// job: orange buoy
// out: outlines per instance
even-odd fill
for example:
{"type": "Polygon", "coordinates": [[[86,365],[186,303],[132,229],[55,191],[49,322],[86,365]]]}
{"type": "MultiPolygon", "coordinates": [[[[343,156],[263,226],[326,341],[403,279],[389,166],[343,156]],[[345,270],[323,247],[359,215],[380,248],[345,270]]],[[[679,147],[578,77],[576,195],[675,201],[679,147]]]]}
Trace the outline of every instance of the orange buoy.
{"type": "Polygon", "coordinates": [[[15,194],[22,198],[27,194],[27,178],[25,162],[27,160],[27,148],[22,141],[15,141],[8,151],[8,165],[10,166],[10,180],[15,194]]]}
--
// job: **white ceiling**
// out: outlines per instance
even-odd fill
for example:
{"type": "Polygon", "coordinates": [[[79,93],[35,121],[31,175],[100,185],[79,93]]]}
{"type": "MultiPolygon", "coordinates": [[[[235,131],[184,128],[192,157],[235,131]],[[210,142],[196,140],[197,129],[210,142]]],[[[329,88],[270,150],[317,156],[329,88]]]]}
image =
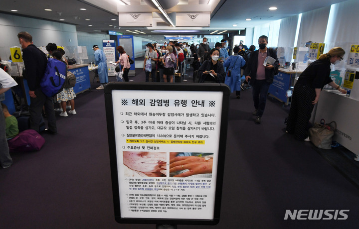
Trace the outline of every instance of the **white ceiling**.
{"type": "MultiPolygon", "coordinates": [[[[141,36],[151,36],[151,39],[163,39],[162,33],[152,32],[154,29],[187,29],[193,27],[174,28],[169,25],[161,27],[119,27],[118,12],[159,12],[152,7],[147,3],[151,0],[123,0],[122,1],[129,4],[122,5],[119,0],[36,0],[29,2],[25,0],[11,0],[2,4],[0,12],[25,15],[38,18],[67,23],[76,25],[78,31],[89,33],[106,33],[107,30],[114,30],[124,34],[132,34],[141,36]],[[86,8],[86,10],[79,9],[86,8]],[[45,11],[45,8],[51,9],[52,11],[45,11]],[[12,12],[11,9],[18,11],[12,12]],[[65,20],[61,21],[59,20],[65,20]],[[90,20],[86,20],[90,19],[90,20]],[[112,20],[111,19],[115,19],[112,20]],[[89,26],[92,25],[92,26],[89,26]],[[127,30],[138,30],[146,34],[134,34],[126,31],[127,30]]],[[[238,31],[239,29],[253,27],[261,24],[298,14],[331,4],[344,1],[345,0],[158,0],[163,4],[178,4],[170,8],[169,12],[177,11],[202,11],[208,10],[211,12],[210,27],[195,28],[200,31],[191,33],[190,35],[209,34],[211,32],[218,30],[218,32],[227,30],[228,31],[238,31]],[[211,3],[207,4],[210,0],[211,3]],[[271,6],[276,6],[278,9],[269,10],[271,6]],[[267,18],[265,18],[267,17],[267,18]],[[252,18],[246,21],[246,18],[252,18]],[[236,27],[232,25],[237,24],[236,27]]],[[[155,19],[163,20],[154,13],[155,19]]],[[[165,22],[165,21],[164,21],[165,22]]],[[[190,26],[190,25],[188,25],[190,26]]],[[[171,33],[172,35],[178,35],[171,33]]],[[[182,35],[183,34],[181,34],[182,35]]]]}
---
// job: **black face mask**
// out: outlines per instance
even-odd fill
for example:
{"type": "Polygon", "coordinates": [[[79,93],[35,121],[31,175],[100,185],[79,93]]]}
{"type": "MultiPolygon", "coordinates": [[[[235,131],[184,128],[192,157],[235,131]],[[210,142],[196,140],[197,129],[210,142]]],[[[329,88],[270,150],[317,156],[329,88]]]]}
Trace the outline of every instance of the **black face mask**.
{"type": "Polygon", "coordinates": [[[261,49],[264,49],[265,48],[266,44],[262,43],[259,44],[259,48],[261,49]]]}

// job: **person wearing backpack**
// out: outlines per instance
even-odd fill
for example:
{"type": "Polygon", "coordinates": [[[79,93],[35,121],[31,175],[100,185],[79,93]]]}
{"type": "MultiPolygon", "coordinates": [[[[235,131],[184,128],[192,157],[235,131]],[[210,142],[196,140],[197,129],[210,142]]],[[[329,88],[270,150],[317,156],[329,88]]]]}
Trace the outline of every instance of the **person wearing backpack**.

• **GIVEN EXERCISE**:
Update the rows from the line that contains "job: **black face mask**" through the line that contains "Trace the outline of every instance of the **black", both included, by replacing "even-odd fill" with "nonzero fill" and leaving everything else unchanged. Return only those lines.

• **OUTPUT FOR THIS EXERCISE**:
// job: **black face mask**
// out: outlines per instance
nonzero fill
for example:
{"type": "Polygon", "coordinates": [[[79,93],[35,121],[31,175],[100,185],[79,93]]]}
{"type": "MultiPolygon", "coordinates": [[[[235,131],[184,128],[192,157],[235,131]],[[210,142],[196,140],[197,129],[210,142]]],[[[329,88],[270,150],[317,156],[329,88]]]]}
Trace the outline of every instance of the **black face mask**.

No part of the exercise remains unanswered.